WHAT IS REQUIRED
Please reproduce the material below word for word, leaving out the pictures.
-- Start --
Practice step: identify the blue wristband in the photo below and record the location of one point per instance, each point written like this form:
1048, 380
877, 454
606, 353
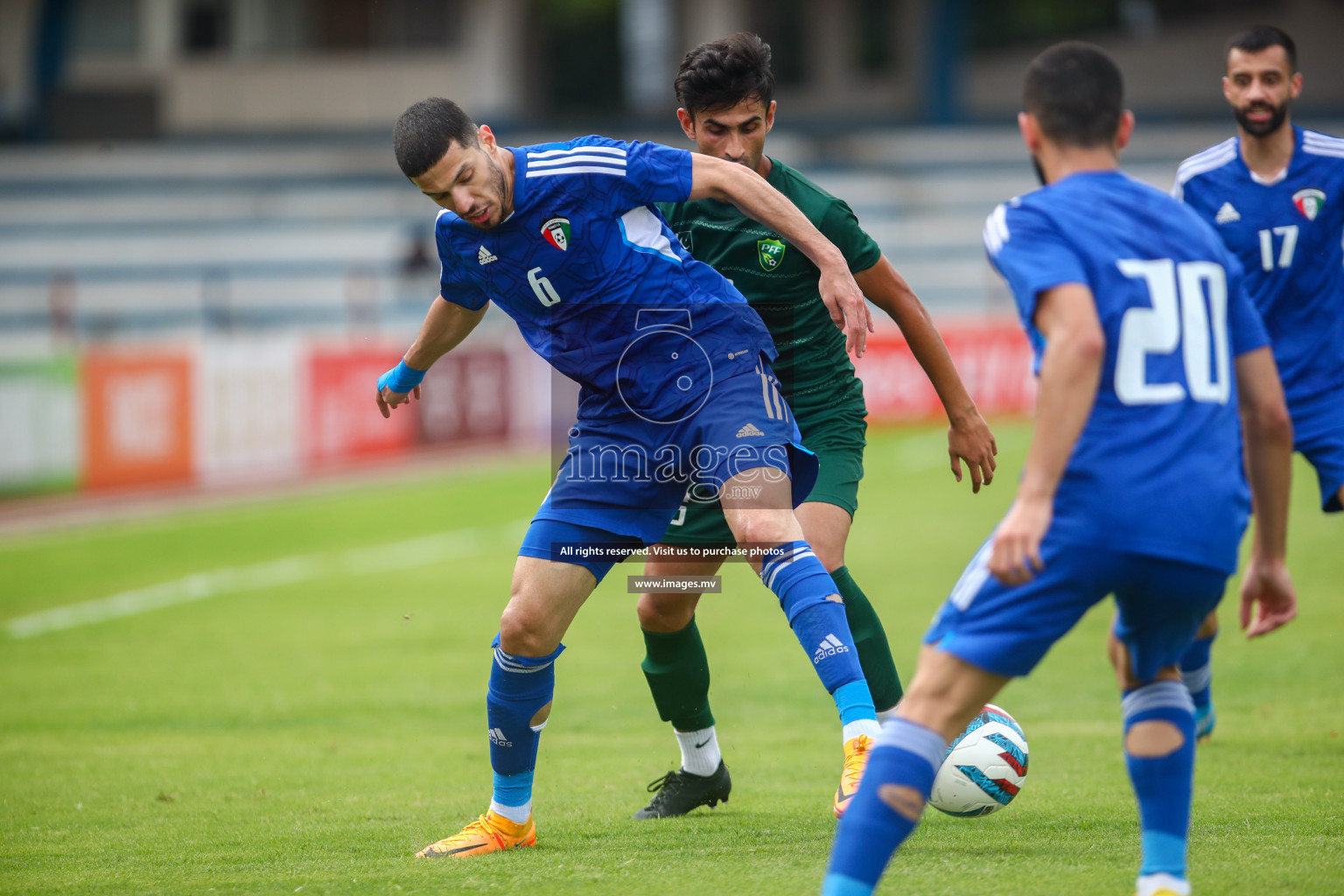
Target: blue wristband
-- End --
ANSWER TO THE EXERCISE
Practice step: identify the blue wristband in the photo below and record the location of one point per instance, each point written like this form:
1048, 380
877, 454
606, 353
Target: blue wristband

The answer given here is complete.